■ **EXERCISE 1**
From the mindful photography workshop article, reproduce the passage verbatim, starting at "Kelly suggests scaling" and ending at "trunk. Picture: Steve MacDougall.".
■ **EXERCISE 2**
In the mindful photography workshop article, what theme does the workshop focus on?
■ **EXERCISE 3**
Carry the mindful photography workshop article forward from its final sentence.

### EXCERPT PROVIDED ###

Mindful photography: We joined a workshop on the banks of a secret Perthshire loch – and popped in for a swim

We joined a mindful photography workshop on the banks of a secret Perthshire loch – and popped in for a swim.
Gayle Ritchie
Gayle joins a mindful photography workshop near Blairgowrie. Picture: Steve MacDougall.
Gayle joins a mindful photography workshop near Blairgowrie. Picture: Steve MacDougall.

Gayle joins a mindful photography workshop on the banks of a secret Perthshire loch – and pops in for a swim

Sunlight dapples through the trees and warms my skin as I sit beneath the leafy canopy.

I’m listening to the sounds of the forest – a tweeting bird, a buzzing bee, the distant bellow of a cow – and I sense some tiny insect feathering its way up my arm.

My breathing is deep and I allow Kelly McIntyre’s soothing voice to wash over me like a wave of pure relaxation.

I’m taking part in one of her mindful photography workshops – on the banks of a ‘secret’ loch near Blairgowrie – and it’s absolute bliss.

Kelly, in the grey t-shirt, leads the workshop. Picture: Steve MacDougall.

There are eight of us here this afternoon, and, having walked through woodland to reach this stunning spot, we sit in a circle and informally introduce ourselves.

Kelly then invites us to close our eyes and get comfortable – you can sit, or lie on the forest floor if you prefer.

Guided meditation

Taking us through a brief guided meditation, she encourages us to connect with the present moment, to be still, calm, and release any feelings of tension.

We need to try to block out any intrusive thoughts, and focus on our breathing, which is often easier said than done.

And relax. Picture: Steve MacDougall.

The plan, once Kelly has grounded us in the ‘here and now’, is to go off on a wee wander, exploring our natural surroundings.

The focus of the workshop is ‘patterns’ – and, rather than snapping absolutely everything in sight, we’re to take just a handful of shots.

It’s a chance to stop, think, deliberate and really consider what we’re taking photos of, and why.

Overwhelming beauty

There’s so much beauty here it’s overwhelming – trees, a loch, distant hills and meadows. Where to begin?

I’ve a habit of trying to encapsulate everything in a single frame, but often, it doesn’t make the greatest photo – especially when my ‘camera’ is a Google Pixel phone.

Kelly suggests scaling things back, shrinking it all down, and zoning in on the small stuff; the things that really resonate.

Exploring the texture and patterns of this old tree trunk. Picture: Steve MacDougall.

I gravitate towards the trunk of an old tree, noticing how gnarled the wood is, rather like the skin of an elephant.

### PROVIDED DATA ###

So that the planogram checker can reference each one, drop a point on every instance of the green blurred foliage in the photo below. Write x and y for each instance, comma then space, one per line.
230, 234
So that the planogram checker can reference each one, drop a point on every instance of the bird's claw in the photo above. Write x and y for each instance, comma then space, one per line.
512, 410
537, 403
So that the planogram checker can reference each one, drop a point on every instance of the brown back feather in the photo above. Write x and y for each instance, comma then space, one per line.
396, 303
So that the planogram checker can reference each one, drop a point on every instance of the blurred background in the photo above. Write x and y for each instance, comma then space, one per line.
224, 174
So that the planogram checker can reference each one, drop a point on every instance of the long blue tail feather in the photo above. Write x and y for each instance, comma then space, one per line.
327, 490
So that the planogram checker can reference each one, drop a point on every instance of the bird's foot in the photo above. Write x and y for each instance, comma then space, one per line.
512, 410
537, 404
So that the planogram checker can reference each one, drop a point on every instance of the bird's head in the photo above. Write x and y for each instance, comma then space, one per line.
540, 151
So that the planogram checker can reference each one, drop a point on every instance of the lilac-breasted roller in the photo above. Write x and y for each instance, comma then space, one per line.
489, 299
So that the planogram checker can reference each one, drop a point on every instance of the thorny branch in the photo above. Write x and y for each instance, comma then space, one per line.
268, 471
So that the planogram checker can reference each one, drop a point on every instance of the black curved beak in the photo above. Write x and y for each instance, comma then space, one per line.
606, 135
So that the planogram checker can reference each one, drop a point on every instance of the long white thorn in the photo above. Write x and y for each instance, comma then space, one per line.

###

■ **EXERCISE RESPONSE 1**
Kelly suggests scaling things back, shrinking it all down, and zoning in on the small stuff; the things that really resonate.

Exploring the texture and patterns of this old tree trunk. Picture: Steve MacDougall.

■ **EXERCISE RESPONSE 2**
The workshop focuses on patterns.

■ **EXERCISE RESPONSE 3**
I hone in on a tiny white flower, noting the stunning detail on the petals and the fluffy texture of its stamen. How have I never noticed this before?

A stunning flower. Picture: Steve MacDougall.

I’m also drawn to the loch. It’s tempting to snap the entire body of water, but I resist, instead photographing a series of ripples on the surface.

Mindful photography

Once we’re happy with our photos, we sit down for a chat about our experiences.

One lady describes her delight when she looked inside a foxglove and discovered its unique pattern of delicate spots.

Others talk about surprising textures found on bark and leaves.

Gayle checks out the loch for photo opportunities. Picture: Steve MacDougall.

Another lady becomes quite emotional when she reveals it’s the first time in ages she’s made time for herself, and allowed herself to simply ‘be’.

Meanwhile, a man shows us his stunning picture of a bee resting on a flower.

A workshop participant wanders into the loch to take photos. Picture: Steve MacDougall.

Essentially, the session has given us the time to slow down, open our eyes to the possibilities, and accept the things we’re presented with.

Meditation on beauty and nature

It’s a sort of meditation on beauty and nature – on life itself – and not allowing the noise of stressful, energy-zapping thoughts to drown us.

It’s a hot day, and once our ‘work’ is done, Kelly suggests we head into the loch for a dip. Well, of course!

It’s refreshing and invigorating – a true lifter of the spirits and the perfect end to a fabulous session.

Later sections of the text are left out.